◆ Tasks ◆
1 > Using the agreements text, answer the following:
(a) How many demands may the holders of the securities make that the Company register them?
(b) How long is the option the underwriters were granted to purchase additional Units?
(c) What monthly amount is paid to IX Acquisition Services LLC?
2 > List every calendar date given in the agreements text.
3 > Reproduce the agreements text from "Underwriters Agreement" to "to the Company.", swapping "Initial Public Offering" for "IPO".

Top of Text

Registration Rights Agreement

The holders of the Founder Shares, Private Placement Warrants and warrants that may be issued upon conversion of working capital loans (and any Class A ordinary shares issuable upon the exercise of the Private Placement Warrants and warrants issued upon conversion of working capital loans) are entitled to registration rights pursuant to a registration rights agreement signed on the effective date of the registration statement for the Company's Initial Public Offering. The holders of these securities are entitled to make up to three demands, excluding short form demands, that the Company register such securities. In addition, the holders have certain "piggy-back" registration rights with respect to registration statements filed subsequent to consummation of a Business Combination. We have granted Cantor and Odeon or their designees or affiliates certain registration rights relating to these securities. The underwriters may not exercise their demand and "piggyback" registration rights after five and seven years, respectively, after the effective date of the registration statement relating to the Initial Public Offering and may not exercise demand rights on more than one occasion. The Company bears the expenses incurred in connection with the filing of any such registration statements.

Underwriters Agreement

In connection with the Initial Public Offering, the underwriters were granted a 45-day option from the date of the prospectus to purchase up to 3,000,000 additional Units to cover over-allotments. On October 12, 2021, the underwriters fully exercised the over-allotment option to purchase an additional 3,000,000 Units at an offering price of $10.00 per Unit, generating additional gross proceeds of $30,000,000 to the Company.

The underwriters were paid a cash underwriting discount of $0.20 per Unit (excluding over-allotment Units) in the Initial Public Offering, or $4,000,000 in the aggregate upon the closing of the Initial Public Offering. In addition, $0.50 per Unit (excluding over-allotment Units), and $0.70 per over-allotment Unit (totaling $12,100,000 in aggregate) is payable to the underwriters for deferred underwriting commission. The deferred fee is payable to the underwriters from the amounts held in the Trust Account solely in the event that the Company completes a Business Combination, subject to the terms of the underwriting agreement.

Administrative Support Agreement

On October 6, 2021, we entered into an agreement with IX Acquisition Services LLC, an entity owned by an affiliate of our sponsor, to pay a total of $10,000 per month for office space, secretarial and administrative services. Upon completion of a Business Combination or the Company's liquidation, we will cease paying these monthly fees. During the three months ended March 31, 2022 and for the period from March 1, 2021 (inception) through March 31, 2021, we incurred expenses in connection with such services of $30,000 and $0, respectively, included within operating and formation expenses on the accompanying unaudited condensed statements of operations.

Bottom of Text
Top of Entries shown

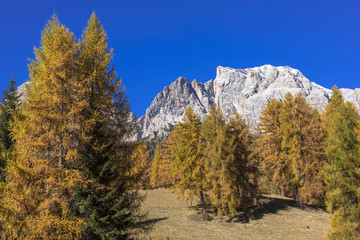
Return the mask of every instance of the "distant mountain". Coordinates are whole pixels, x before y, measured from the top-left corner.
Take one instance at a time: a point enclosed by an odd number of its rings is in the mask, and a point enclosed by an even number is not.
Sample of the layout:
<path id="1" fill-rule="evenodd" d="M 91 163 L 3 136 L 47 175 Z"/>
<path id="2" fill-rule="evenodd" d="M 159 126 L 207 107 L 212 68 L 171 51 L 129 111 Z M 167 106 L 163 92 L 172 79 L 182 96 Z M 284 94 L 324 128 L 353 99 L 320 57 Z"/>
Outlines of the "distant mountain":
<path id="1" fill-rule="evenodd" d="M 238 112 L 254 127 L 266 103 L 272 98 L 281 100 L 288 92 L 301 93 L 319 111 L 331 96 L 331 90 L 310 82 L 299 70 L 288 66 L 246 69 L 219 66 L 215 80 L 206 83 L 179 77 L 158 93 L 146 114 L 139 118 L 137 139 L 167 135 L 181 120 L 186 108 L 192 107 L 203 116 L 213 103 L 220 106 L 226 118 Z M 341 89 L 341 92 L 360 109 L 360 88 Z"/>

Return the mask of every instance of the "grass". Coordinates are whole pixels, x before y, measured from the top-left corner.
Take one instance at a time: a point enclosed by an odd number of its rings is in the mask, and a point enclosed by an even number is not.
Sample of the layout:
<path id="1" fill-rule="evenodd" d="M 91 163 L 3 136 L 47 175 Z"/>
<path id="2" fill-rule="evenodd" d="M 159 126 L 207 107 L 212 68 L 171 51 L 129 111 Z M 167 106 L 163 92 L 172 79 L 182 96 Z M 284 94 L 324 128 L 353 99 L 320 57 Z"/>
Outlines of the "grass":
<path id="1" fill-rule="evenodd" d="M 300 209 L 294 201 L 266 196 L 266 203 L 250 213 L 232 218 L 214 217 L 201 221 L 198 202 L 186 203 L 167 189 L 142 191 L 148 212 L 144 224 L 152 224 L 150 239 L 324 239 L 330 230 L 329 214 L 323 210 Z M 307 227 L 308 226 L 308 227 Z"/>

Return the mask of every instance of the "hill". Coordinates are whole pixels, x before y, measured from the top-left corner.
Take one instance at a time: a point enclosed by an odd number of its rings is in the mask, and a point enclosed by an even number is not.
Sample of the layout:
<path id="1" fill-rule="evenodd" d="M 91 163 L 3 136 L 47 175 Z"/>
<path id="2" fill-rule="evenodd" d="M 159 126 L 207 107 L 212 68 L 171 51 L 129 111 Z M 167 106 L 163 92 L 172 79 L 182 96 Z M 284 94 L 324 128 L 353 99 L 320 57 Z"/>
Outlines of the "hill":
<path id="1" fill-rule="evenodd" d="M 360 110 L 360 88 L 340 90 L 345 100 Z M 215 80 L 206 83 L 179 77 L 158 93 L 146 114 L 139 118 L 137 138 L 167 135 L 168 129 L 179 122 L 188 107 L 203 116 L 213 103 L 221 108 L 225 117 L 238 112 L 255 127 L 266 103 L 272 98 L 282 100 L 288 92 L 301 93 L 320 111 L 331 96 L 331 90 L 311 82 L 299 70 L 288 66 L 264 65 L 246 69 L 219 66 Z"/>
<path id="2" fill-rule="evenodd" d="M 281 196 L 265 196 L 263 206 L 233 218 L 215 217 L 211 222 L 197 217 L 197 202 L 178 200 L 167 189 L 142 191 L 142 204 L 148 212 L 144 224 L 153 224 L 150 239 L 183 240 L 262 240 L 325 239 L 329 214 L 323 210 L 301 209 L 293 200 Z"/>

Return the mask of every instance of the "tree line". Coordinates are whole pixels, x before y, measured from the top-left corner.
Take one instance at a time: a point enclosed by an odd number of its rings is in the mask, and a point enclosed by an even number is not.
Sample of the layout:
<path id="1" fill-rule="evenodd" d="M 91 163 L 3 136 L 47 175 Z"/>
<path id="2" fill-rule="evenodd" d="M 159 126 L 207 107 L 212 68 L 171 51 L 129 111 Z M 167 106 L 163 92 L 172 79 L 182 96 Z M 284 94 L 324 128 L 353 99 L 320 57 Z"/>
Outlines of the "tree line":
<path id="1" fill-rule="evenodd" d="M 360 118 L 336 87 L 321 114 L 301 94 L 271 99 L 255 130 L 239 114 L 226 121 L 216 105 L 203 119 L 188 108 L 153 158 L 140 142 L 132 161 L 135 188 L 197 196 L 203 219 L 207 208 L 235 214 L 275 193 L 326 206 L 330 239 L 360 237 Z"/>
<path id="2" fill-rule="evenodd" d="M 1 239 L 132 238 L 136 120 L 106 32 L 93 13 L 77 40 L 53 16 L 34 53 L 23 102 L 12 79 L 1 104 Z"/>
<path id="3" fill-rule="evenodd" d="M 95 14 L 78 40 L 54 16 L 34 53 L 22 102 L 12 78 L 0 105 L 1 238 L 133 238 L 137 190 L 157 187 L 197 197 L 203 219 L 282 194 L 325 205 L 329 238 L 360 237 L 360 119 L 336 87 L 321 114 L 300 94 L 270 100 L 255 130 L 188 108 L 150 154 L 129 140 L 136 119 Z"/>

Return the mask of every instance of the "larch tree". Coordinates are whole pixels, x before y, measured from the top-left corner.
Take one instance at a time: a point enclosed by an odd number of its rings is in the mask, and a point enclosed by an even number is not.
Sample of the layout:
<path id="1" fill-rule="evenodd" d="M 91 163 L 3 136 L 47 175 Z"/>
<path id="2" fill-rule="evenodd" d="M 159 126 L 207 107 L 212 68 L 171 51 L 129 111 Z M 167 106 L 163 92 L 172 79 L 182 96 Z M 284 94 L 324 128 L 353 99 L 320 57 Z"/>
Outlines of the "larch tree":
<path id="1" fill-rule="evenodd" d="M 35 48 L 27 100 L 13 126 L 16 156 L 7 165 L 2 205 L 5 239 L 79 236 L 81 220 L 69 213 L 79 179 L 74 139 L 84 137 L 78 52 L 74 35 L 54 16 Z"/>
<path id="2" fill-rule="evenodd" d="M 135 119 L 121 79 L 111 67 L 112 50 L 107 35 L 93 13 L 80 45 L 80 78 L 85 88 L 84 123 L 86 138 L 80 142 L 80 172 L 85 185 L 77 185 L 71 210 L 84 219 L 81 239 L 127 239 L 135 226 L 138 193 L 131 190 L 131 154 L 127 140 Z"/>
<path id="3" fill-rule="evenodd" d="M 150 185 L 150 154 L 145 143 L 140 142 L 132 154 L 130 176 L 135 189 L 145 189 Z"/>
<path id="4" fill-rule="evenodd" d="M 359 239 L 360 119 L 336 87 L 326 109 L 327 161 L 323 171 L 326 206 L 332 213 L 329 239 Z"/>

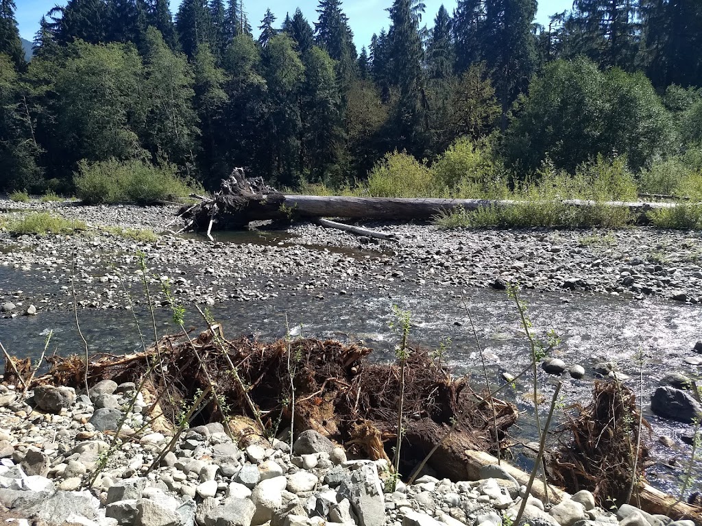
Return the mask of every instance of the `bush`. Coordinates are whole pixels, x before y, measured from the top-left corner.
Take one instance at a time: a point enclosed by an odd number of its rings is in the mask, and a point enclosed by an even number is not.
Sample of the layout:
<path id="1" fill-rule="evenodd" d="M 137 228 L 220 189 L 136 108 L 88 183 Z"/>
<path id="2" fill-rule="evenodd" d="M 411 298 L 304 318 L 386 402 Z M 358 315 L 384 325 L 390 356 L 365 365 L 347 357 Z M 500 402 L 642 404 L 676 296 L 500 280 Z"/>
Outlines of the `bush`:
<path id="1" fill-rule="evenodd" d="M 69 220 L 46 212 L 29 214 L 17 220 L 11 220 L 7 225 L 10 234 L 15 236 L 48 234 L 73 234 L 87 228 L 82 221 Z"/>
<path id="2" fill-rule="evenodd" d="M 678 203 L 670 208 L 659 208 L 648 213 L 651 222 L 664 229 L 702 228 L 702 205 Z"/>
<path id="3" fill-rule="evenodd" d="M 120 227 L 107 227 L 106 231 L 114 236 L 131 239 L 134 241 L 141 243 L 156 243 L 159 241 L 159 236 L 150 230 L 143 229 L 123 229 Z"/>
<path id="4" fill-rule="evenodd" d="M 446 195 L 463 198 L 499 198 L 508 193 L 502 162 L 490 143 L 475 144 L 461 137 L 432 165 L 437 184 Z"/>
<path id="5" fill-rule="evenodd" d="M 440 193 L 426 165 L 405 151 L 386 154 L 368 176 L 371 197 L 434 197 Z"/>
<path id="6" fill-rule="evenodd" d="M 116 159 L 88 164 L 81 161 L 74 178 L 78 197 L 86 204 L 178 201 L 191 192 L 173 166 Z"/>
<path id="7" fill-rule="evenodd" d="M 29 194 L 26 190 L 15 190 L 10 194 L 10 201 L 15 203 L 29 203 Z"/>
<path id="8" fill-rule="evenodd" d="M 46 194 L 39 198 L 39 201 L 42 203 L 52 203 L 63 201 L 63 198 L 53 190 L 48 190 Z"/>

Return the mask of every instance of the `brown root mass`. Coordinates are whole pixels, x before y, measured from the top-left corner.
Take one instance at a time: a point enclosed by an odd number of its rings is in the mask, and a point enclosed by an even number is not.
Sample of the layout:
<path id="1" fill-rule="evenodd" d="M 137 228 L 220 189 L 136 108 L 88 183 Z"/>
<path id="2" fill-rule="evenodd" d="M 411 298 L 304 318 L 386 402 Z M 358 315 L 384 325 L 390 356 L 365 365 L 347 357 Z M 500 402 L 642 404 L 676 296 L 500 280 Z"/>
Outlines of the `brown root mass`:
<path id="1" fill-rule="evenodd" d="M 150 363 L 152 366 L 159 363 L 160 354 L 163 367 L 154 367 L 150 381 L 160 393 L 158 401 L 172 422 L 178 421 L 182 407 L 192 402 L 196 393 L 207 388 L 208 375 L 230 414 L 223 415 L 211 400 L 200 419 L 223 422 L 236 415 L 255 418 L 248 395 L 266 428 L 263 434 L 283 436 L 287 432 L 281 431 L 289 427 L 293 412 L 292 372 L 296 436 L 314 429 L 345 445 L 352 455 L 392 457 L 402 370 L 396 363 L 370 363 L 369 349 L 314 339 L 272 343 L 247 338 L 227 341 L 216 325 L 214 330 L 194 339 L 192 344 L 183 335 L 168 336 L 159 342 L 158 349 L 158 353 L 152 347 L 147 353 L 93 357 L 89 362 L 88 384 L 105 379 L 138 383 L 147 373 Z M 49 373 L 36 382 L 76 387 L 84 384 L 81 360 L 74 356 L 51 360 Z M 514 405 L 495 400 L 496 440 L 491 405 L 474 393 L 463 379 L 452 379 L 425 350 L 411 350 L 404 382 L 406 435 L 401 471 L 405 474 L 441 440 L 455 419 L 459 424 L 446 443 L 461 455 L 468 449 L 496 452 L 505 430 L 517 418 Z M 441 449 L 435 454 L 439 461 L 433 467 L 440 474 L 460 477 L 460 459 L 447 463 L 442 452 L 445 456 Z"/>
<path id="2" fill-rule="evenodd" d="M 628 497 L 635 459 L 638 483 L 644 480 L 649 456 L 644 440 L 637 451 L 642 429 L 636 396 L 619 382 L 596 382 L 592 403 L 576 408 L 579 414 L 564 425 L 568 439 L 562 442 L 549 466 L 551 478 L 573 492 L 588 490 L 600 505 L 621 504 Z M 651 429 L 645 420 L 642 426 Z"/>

Bottom of Entries shown

◆ Solutions to the exercise ◆
1 >
(a) Up to three, excluding short form demands.
(b) 45 days from the date of the prospectus.
(c) $10,000 per month.

2 > October 12, 2021; October 6, 2021; March 31, 2022; March 1, 2021; March 31, 2021

3 >
Underwriters Agreement

In connection with the IPO, the underwriters were granted a 45-day option from the date of the prospectus to purchase up to 3,000,000 additional Units to cover over-allotments. On October 12, 2021, the underwriters fully exercised the over-allotment option to purchase an additional 3,000,000 Units at an offering price of $10.00 per Unit, generating additional gross proceeds of $30,000,000 to the Company.